(Work to be completed): Nothing but the lines from the one containing "pin: the sky, one" through the end of the data below may appear in the response, each one exact.

(Referring expression pointing data):
-=-=-

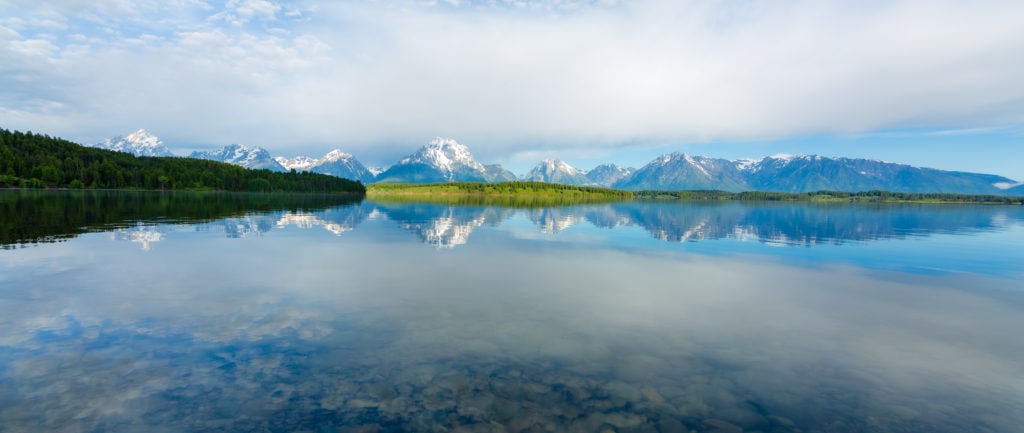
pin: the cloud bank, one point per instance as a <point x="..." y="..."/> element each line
<point x="504" y="76"/>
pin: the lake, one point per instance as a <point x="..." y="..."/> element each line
<point x="207" y="312"/>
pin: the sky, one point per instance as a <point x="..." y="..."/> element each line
<point x="934" y="83"/>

-=-=-

(Task response):
pin: the sky, one point per instance as a <point x="..." y="..."/> element each line
<point x="934" y="83"/>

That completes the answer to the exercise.